Referring expression pointing data
--- --- ---
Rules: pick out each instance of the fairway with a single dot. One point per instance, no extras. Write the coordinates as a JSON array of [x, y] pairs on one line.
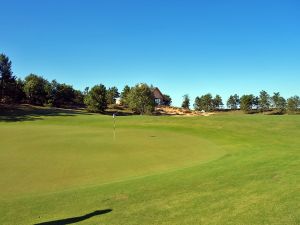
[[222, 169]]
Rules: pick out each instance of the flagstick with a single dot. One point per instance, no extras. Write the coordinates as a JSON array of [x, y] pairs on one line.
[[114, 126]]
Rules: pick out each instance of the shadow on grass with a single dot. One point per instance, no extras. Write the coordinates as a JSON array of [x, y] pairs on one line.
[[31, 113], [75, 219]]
--- --- ---
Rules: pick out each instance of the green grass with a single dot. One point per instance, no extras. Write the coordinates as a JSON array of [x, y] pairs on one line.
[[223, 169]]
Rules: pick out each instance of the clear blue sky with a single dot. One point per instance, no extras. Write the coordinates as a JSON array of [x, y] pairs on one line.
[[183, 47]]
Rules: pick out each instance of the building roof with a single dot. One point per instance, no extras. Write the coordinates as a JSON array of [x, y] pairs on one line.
--- --- ---
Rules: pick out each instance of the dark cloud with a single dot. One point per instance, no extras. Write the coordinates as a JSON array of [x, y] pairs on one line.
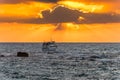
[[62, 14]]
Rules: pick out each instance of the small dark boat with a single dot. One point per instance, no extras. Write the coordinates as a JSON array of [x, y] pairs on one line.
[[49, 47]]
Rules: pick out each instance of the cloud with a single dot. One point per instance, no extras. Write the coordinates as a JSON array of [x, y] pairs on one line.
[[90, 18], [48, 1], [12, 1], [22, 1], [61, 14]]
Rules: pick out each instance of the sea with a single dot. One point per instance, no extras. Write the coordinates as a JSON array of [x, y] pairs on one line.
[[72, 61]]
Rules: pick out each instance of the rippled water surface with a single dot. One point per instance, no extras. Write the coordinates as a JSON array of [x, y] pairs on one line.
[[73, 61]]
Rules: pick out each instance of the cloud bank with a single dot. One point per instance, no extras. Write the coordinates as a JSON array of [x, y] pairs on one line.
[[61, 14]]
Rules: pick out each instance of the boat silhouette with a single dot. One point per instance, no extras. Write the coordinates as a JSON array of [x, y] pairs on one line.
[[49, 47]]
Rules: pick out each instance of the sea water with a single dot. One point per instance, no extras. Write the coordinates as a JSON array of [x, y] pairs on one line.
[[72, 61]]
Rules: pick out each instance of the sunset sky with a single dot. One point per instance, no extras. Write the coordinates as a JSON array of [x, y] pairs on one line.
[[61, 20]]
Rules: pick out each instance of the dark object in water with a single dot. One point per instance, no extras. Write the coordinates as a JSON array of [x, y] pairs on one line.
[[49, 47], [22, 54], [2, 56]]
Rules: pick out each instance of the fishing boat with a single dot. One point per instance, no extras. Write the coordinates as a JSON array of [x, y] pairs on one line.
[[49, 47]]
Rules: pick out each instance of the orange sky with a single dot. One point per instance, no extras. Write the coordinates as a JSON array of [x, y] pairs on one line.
--- --- ---
Instructions to follow
All lines above from the one with "Rules: pick out each instance of the sunset" to the one with "Rules: pick out each instance of the orange", inclusive, should be copied exactly, and no other lines.

Your response
Rules: pick out each instance of the sunset sky with a single dot. One point per instance, no extras. Write the coordinates as a JSON array of [x, y] pairs on one line.
[[61, 20]]
Rules: pick out each instance of the dark object in water with a single dot. One point per instance, no extras. Write the coordinates as a JSON array of [x, y] pairs on one line.
[[49, 47], [22, 54], [2, 56]]
Rules: pick out each instance of the fishing boat with a single dot. One point per instance, no extras. Write the coordinates as a JSON array of [x, y] pairs on one line.
[[49, 47]]
Rules: pick out each instance of the orange sky with a single dot. One point per instance, no extras. Write the coordinates as a JSON array of [x, y] pairs on one line.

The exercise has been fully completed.